[[ EXERCISE INPUTS, beginning ]]
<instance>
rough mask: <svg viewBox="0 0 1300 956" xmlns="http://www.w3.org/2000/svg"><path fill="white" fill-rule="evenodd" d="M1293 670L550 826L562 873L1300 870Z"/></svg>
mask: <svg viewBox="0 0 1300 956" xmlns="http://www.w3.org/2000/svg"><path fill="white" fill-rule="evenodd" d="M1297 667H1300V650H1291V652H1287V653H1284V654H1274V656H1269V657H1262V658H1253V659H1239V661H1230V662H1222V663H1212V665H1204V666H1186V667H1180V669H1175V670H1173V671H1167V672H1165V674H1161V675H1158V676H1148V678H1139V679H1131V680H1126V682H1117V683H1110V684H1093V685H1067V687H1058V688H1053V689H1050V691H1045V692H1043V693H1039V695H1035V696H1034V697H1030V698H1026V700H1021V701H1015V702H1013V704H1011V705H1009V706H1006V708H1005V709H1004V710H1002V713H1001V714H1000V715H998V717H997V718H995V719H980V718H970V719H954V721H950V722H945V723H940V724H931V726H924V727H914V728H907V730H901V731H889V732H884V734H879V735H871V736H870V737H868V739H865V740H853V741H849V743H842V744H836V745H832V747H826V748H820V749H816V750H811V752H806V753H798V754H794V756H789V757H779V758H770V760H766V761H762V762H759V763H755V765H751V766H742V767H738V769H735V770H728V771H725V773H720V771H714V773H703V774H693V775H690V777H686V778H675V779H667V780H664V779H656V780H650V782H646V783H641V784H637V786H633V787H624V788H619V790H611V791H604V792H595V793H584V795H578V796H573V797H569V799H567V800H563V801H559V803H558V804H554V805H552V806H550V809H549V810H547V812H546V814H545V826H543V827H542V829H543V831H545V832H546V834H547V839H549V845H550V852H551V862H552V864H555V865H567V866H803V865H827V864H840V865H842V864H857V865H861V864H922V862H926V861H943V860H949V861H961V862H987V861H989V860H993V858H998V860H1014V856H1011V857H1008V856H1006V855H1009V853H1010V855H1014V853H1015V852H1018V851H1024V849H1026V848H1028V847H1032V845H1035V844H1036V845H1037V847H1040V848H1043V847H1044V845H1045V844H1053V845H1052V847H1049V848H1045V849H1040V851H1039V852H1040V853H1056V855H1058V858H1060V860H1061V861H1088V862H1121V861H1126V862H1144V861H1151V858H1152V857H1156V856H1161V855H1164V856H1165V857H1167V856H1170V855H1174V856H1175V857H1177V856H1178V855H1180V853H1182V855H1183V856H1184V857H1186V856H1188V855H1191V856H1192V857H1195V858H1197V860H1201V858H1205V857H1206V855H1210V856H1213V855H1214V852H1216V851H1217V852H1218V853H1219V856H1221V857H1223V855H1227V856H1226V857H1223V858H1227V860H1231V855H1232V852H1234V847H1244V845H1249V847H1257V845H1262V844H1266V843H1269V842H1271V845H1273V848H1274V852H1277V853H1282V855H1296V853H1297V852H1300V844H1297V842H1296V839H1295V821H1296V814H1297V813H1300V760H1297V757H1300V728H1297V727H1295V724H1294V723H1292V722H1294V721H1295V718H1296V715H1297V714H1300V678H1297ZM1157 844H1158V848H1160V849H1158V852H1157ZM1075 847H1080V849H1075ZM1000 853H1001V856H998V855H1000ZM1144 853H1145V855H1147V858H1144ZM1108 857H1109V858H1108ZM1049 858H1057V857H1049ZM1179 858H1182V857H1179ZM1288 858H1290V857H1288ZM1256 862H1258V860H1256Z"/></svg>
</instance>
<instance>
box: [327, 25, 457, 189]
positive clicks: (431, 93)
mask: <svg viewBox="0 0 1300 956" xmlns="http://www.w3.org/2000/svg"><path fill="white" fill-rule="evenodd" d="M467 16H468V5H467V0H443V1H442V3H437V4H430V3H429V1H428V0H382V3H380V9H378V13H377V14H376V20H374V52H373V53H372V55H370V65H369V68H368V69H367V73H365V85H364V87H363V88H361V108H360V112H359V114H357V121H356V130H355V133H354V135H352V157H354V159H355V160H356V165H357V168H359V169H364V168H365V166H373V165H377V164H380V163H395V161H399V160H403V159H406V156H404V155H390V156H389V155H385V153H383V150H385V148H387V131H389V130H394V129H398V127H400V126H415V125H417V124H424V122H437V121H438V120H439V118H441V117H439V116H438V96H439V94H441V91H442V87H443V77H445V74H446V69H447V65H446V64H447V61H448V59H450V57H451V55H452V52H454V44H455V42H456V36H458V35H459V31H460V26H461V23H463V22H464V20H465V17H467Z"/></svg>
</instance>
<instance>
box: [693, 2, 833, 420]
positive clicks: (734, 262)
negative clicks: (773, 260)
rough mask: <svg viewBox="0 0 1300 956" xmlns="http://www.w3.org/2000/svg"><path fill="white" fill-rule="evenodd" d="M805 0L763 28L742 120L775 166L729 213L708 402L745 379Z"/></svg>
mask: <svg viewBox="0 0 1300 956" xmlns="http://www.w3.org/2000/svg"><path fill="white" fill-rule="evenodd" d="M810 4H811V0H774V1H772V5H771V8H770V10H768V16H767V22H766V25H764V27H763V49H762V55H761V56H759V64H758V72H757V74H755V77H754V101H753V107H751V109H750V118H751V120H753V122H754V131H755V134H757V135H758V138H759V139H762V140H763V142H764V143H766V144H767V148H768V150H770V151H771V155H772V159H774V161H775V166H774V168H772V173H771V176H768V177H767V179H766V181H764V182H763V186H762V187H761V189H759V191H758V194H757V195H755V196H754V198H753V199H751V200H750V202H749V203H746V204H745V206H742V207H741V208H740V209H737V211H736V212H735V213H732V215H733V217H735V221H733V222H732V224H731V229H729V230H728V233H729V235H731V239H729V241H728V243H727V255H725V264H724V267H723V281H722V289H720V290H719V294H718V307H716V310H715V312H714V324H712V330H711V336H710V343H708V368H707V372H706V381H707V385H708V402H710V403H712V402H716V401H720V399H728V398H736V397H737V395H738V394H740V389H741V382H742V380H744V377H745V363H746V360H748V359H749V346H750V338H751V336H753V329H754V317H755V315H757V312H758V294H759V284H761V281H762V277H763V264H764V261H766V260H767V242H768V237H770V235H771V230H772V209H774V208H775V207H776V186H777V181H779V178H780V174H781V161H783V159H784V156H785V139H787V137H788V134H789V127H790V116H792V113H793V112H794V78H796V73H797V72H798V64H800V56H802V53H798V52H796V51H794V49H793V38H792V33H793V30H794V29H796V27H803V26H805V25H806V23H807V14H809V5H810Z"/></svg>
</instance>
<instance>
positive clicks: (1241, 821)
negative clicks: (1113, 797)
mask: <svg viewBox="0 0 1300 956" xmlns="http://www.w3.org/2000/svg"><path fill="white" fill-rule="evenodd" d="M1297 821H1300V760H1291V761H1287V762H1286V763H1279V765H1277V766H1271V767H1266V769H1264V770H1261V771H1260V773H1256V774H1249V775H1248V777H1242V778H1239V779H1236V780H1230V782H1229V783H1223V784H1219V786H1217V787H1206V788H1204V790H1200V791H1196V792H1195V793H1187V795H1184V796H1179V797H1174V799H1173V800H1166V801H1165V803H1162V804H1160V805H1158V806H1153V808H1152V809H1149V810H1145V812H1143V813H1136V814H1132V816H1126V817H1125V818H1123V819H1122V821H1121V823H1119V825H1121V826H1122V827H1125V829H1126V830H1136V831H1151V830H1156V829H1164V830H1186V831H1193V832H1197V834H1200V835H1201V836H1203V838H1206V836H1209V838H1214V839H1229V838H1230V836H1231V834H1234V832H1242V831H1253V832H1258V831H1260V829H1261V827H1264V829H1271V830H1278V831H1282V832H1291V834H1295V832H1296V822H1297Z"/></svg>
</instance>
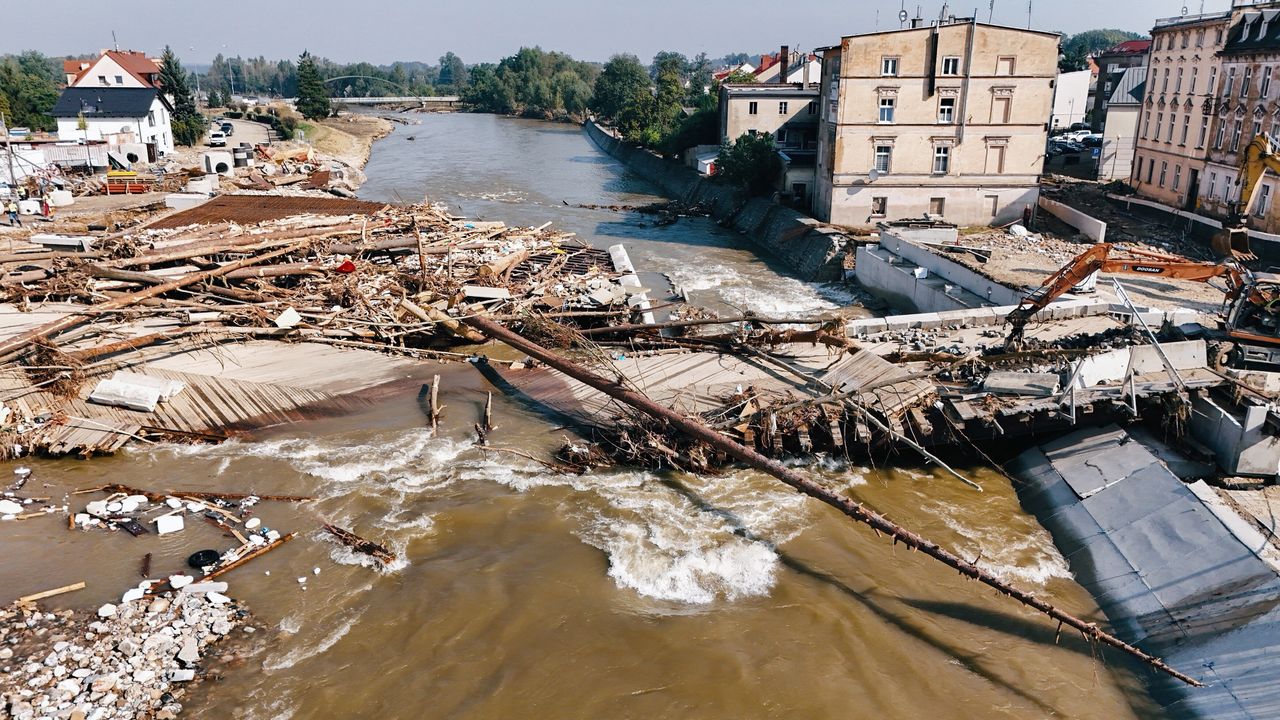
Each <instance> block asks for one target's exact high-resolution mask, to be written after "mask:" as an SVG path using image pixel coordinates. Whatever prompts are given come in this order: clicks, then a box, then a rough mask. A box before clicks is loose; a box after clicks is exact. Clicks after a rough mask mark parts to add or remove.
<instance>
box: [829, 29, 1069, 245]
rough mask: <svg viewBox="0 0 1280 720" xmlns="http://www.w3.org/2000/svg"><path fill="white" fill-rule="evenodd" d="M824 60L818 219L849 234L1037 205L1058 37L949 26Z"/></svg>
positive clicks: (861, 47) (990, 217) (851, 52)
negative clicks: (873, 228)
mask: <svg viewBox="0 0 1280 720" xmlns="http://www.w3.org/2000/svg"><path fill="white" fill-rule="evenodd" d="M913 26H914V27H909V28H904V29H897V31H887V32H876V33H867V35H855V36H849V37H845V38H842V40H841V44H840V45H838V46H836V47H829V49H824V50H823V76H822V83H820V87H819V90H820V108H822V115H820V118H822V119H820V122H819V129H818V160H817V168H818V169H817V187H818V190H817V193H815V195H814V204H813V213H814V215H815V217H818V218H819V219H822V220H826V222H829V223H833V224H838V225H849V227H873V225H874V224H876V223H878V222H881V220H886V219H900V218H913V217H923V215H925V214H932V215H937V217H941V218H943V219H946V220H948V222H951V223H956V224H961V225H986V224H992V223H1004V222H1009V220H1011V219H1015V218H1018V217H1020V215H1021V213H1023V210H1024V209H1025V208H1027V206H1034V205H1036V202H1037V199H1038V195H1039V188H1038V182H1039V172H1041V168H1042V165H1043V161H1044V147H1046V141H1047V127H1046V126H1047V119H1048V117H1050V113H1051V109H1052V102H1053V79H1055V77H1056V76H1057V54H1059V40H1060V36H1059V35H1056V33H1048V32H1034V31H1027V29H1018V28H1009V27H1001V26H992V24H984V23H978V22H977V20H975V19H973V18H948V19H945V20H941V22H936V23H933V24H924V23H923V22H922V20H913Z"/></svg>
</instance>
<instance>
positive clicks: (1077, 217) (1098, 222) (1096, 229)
[[ EXERCISE INPUTS, end ]]
EXERCISE DESCRIPTION
Retype exactly the span of lines from the one with "positive clicks: (734, 262)" through the one with "negative clicks: (773, 260)"; include both ends and omit the rest of the material.

EXERCISE RESULT
positive clicks: (734, 262)
negative clicks: (773, 260)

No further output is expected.